**TASK TO COMPLETE**
Using the reflection on the island trip below, explain why the writer calls the first ferry ride "one of bigness."

I do not usually see minute details. I let scenes wash over me in broad strokes, forming into a narative of impressions. Of course, the rigor of identification does not come easily or naturally to me ( though I believe I managed to identify correctly the following 18 items.) But this is not primarily what strikes me. What strikes me is first the adjustment to the small, to the domain of the minute. On my first ferry ride (which I took alone) all I could see was big masses- the ocean, the islands, the sky-scrapers. The experience was one of bigness. When we traveled to Lovell's island, what struck me was the sort of cyclical descent (in a Dante-like sense, but without the Hell,) from the suggested vastness of leaving the city to the sea, to the enclosed experience of fort Warren, and then, eventually, all of it terminating in a tide pool. Spending what could have easily been hours turning rocks and looking at and for small things. It is as if in one motion the rest of the world recedes and the entirety of the horizon is filled with what you are squinting to see, to get a better look at, right now.

**Coordinate annotation entries**

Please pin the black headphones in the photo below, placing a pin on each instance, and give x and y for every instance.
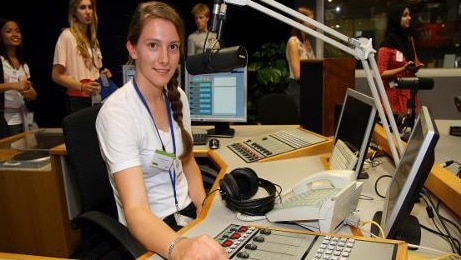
(238, 186)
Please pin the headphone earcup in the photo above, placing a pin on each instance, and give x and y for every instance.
(228, 187)
(247, 181)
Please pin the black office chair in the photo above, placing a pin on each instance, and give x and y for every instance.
(277, 109)
(102, 235)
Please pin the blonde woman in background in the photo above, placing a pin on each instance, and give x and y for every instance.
(298, 48)
(77, 62)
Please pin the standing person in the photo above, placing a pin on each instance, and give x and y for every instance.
(397, 57)
(201, 39)
(15, 85)
(298, 48)
(144, 131)
(77, 61)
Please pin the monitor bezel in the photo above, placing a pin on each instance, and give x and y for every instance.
(215, 119)
(354, 94)
(392, 221)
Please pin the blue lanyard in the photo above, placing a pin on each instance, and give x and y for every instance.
(171, 172)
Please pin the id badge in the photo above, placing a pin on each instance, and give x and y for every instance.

**EXERCISE OUTPUT**
On that first ride, all the writer could see was big masses: the ocean, the islands and the skyscrapers.